--- Start ---
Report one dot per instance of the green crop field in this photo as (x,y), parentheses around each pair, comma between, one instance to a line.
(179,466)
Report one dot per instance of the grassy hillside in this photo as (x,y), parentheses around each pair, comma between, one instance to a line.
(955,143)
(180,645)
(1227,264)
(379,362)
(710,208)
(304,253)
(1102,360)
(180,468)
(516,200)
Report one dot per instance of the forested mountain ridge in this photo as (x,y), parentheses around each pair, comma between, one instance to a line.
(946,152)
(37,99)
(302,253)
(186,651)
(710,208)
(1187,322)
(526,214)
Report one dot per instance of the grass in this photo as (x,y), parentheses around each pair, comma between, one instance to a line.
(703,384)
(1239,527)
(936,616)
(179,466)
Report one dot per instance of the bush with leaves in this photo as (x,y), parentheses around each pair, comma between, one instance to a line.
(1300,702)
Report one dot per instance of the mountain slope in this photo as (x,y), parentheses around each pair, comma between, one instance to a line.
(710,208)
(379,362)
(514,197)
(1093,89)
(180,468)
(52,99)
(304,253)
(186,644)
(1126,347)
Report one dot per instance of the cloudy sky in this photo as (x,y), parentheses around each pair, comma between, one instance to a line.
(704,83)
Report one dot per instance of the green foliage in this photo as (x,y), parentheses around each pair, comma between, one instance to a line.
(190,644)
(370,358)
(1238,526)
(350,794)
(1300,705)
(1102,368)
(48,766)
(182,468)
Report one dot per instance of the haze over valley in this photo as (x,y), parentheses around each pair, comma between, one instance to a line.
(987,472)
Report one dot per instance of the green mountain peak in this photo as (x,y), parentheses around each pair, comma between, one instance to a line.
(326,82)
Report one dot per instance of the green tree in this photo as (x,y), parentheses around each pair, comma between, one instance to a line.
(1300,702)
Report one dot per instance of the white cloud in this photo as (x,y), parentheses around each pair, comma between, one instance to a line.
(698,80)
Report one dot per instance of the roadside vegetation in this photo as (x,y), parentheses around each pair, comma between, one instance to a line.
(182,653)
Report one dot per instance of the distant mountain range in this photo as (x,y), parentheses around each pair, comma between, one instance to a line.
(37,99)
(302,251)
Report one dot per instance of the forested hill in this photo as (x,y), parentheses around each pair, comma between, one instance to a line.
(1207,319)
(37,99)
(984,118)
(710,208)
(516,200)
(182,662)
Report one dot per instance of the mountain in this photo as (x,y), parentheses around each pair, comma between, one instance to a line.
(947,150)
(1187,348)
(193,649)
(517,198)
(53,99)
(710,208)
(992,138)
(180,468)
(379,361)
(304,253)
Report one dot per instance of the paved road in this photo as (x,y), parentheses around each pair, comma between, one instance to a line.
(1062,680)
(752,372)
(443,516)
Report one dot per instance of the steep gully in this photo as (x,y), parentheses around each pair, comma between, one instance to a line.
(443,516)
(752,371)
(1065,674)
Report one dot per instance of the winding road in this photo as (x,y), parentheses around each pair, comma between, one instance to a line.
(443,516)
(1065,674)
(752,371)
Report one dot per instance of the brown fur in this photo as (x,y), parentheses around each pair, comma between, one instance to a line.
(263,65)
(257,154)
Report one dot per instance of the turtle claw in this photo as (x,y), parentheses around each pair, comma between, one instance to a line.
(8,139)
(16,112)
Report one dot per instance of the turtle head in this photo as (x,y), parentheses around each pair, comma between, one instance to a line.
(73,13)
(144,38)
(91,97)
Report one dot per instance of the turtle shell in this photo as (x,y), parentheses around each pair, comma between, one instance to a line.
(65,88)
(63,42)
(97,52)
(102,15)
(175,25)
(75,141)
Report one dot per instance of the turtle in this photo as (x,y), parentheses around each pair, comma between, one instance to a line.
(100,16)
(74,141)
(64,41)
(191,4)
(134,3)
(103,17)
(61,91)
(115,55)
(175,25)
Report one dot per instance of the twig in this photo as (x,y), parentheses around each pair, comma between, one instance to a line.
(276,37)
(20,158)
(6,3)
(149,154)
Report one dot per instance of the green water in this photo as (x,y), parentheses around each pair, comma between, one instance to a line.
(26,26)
--- End ---
INSTRUCTION: Write out the records above again, keeping each one identical to the original.

RESPONSE TO THIS EXERCISE:
Report one dot per instance of the green crop field in this photo as (x,y), parentheses around each pair, comma between, one instance to a line.
(179,466)
Report one dot per instance of the grassy hillside in this photo as (x,y), parentheses around each pair, comma between, one instance to a line.
(955,143)
(180,645)
(1227,264)
(379,362)
(710,208)
(304,253)
(1102,360)
(180,468)
(516,200)
Report one dot per instance of the forested mountain ridge in this photo as (x,y), parentheses around each pair, comma between, one instance to a line.
(946,152)
(37,99)
(302,253)
(186,651)
(710,208)
(1187,322)
(526,214)
Report one dot per instance of the grass in this photo as (x,y), parentheses around each pair, comma between, one instance to a line.
(703,384)
(1239,527)
(936,616)
(179,466)
Report one dot per instance of the bush with leaves in this photo as (x,y), parentheses around each pair, comma between, one instance to a line.
(1300,702)
Report one dot per instance of the mountain slope in this photo as (x,y), parentheses around each pair, comma between, one instance to a line.
(710,208)
(379,362)
(514,197)
(1093,89)
(180,468)
(52,99)
(304,253)
(186,644)
(1126,347)
Report one dot per instance of the cloudy sky in this photo as (x,y), parentheses around each pair, comma between, one instance to a line.
(704,83)
Report one dot per instance of the green foliage in this photo as (x,y), parentheses around each pair, comma between, one instance to a line.
(190,644)
(370,358)
(1238,526)
(350,794)
(1300,705)
(1102,368)
(48,766)
(182,468)
Report one dot per instance of the haze over valley in this photo as (x,y), parentheses around each pair, comma between, one instance to a line.
(987,472)
Report one dot per instance of the green mountain peak in this photo as (x,y), parentheses around each pair, comma between, one instance to a line.
(326,82)
Report one dot per instance of the green tree in this photo as (x,y), parentheses around each pair, comma between, one instance to a line.
(1300,702)
Report one dot per instance of the white cloud in this photo as (x,y), parentheses around each pair, comma between, one instance to a line.
(698,80)
Report one dot per instance of the roadside vegetation in this photo as (x,y), parentheses around each pair, comma between, one instance to a line.
(182,653)
Report one dot per instance of the distant mountain range in this photo as (x,y), parentheses around each pair, comma between, one instance to a line.
(37,99)
(302,251)
Report one dot per instance of the forested hill in this photo as (x,y), parentheses around each pair, comma between, one instance to a line.
(1207,319)
(37,99)
(984,118)
(710,208)
(516,200)
(182,662)
Report one dot per instance of the mountain in this photo as (x,y), parentheses around each pair, comma between, one instance to a line.
(947,150)
(1187,348)
(193,649)
(517,198)
(53,99)
(710,208)
(992,138)
(180,468)
(379,361)
(304,253)
Report one dot per instance of the paved road in this photo as (x,y), parentheses around each pair, comma between, one instance to a line.
(1062,680)
(752,372)
(443,516)
Report one dot per instance of the steep gully in this photo as (x,y), parentheses around each pair, comma between, one instance to a line.
(443,516)
(752,371)
(1065,674)
Report one dot per instance of the winding road in this photo as (x,y), parentheses around each pair, comma between, one instance to a line.
(443,516)
(1065,674)
(752,371)
Report one dot per instance of the brown fur in this photo as (x,y), parentheses around each pair, comma between, one instance to a line.
(263,65)
(257,154)
Report one dot per instance of the turtle claw in this photo as (x,y), parentheses around each pair, comma between, one instance to a line.
(8,139)
(16,112)
Report one dot per instance of the turtle head in this photo as (x,y), parentheses around each pair, comma between, one instance to a line.
(73,13)
(144,38)
(91,97)
Report one dot per instance of the turtle shell in this photo as (x,y), parentheses around each pair, comma between, one instance to a line.
(65,88)
(63,42)
(97,52)
(102,15)
(175,25)
(75,141)
Report one dot per instance of the turtle in this photo as (x,y), parentheses around each pair, comma between, one instance to a line.
(100,16)
(74,141)
(64,41)
(191,4)
(134,3)
(103,17)
(61,91)
(115,55)
(175,25)
Report one dot per instance of the twig in this photo as (x,y), parentheses around each pair, comma between, one instance to a line.
(276,37)
(20,158)
(6,3)
(149,154)
Report one dot per instance of the green water in this photo as (x,y), parentheses around each pair, comma between, one instance to a line.
(26,26)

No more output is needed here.